- LISTED RECORDS
>>>
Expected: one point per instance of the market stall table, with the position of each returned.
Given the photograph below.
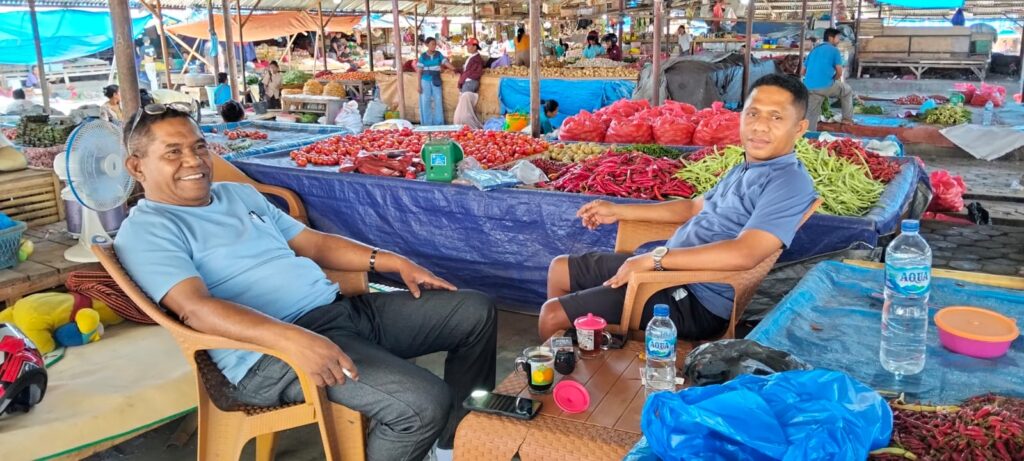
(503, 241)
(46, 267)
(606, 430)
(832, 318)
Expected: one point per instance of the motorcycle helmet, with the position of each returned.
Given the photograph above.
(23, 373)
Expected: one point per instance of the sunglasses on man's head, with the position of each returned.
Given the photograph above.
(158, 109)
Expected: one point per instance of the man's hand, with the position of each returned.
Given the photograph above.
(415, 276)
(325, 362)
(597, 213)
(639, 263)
<<<
>>>
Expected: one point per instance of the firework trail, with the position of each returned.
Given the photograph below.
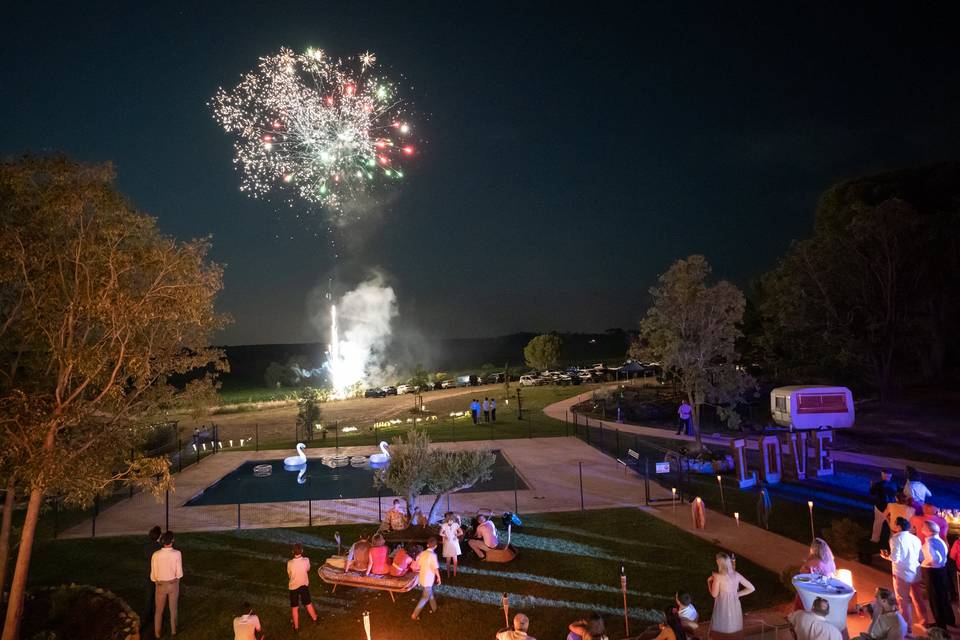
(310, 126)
<<<
>>>
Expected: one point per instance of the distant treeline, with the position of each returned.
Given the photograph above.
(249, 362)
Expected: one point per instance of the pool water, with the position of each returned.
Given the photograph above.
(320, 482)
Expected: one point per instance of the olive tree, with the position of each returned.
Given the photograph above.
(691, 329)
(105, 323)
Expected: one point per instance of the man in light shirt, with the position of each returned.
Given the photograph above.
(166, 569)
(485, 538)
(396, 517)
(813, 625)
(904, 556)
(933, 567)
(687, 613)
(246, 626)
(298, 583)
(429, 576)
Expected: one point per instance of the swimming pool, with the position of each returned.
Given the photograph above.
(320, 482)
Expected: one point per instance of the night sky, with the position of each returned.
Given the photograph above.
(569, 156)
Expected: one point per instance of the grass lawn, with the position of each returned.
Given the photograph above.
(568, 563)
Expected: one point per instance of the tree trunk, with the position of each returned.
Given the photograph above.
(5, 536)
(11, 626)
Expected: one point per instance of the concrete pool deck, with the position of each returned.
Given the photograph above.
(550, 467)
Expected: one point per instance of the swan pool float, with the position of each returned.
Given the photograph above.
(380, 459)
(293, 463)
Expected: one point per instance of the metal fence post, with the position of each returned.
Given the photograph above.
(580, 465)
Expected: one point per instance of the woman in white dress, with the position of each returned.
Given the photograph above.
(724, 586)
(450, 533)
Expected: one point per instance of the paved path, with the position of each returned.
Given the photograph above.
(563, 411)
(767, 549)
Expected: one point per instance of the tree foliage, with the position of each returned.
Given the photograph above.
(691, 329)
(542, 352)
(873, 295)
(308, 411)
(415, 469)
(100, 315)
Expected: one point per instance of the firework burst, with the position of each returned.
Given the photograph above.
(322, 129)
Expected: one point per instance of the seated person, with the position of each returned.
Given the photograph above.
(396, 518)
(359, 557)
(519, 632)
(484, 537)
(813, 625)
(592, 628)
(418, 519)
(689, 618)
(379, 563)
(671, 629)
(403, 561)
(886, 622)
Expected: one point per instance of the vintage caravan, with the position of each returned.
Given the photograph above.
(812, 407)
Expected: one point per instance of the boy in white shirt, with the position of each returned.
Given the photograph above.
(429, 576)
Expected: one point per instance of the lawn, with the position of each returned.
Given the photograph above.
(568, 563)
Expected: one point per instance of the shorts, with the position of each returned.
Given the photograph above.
<<<
- TASK OBJECTIVE
Select every line of the material above that contains the string "lawn". Case counts.

- FULL SOLUTION
Expected: one point per instance of the grass lawn, with the position of each returned.
Expected: one point per instance of the lawn, with the position of each returned.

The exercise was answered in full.